╭─ Предоставленный отрывок

Так вот, чтобы добиться безупречной точности и слаженности, нам, батарейцам, надо было постоянно тренироваться.
В марте мы обсудили с бойцами обращение личного состава одной из батарей 194-го полка ко всем ленинградским зенитчикам: бороться за сокращение нормативов при подготовке техники к бою и ведении огня. На этой батарее заряжающему, например, удавалось за минуту досылать в казенник в два раза больше снарядов, чем предусматривалось нормативами. Легко представить себе, какими расторопными должны быть при этом трубочные. Ведь с момента считывания трубки до выстрела проходит каких-то три секунды. За эти секунды необходимо поточнее установить трубку, передать [117] заряжающему снаряд, а тому ловко принять его, дослать, чтобы щелкнул замок затвора, и потянуть на себя рукоятку, отклоняясь влево: выстрел!
И на все это — три секунды...
Чтобы научиться сбивать фашистские самолеты первым поражающим залпом, в нашем полку по инициативе коммунистов и комсомольцев развернулась борьба за снайперские расчеты и батареи. Это заставляло использовать малейшую возможность для тренировок.
Я в душе согласен с теми, кто не приемлет выражения: «Война — это школа». Пусть лучше человек учится где угодно, только не воюя. Но то, что война требовательно заставила всех — и рядовых бойцов, и командиров — учиться, от этого никуда не денешься. Ведь и с желанным словом «побеждать» часто ставят рядом в общем-то тоже мирное слово — «наука».

╰─
╭─ Выдержка из данных

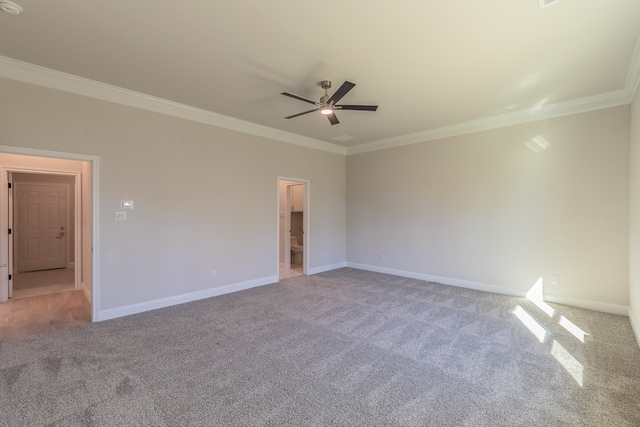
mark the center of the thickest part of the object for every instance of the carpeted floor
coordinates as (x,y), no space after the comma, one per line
(346,348)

╰─

◆ Набор задач ◆
#1 Дословно перепишите из отрывка о зенитчиках текст между словами «Так вот, чтобы» и «отклоняясь влево: выстрел!», включая их.
#2 Сократите абзац отрывка о зенитчиках, начинающийся словами «В марте мы обсудили», сохранив его основные факты.

◆ Решённые задачи ◆
#1
Так вот, чтобы добиться безупречной точности и слаженности, нам, батарейцам, надо было постоянно тренироваться.
В марте мы обсудили с бойцами обращение личного состава одной из батарей 194-го полка ко всем ленинградским зенитчикам: бороться за сокращение нормативов при подготовке техники к бою и ведении огня. На этой батарее заряжающему, например, удавалось за минуту досылать в казенник в два раза больше снарядов, чем предусматривалось нормативами. Легко представить себе, какими расторопными должны быть при этом трубочные. Ведь с момента считывания трубки до выстрела проходит каких-то три секунды. За эти секунды необходимо поточнее установить трубку, передать [117] заряжающему снаряд, а тому ловко принять его, дослать, чтобы щелкнул замок затвора, и потянуть на себя рукоятку, отклоняясь влево: выстрел!

#2 В марте с бойцами обсудили обращение личного состава одной из батарей 194-го полка ко всем ленинградским зенитчикам: бороться за сокращение нормативов при подготовке техники к бою и ведении огня. Заряжающий этой батареи за минуту досылал в казенник вдвое больше снарядов, чем требовали нормативы. Это требовало расторопности и от трубочных: от считывания трубки до выстрела проходит около трех секунд. За это время нужно точно установить трубку и передать снаряд заряжающему. Тот должен принять снаряд, дослать его до щелчка замка затвора и потянуть рукоятку, отклоняясь влево.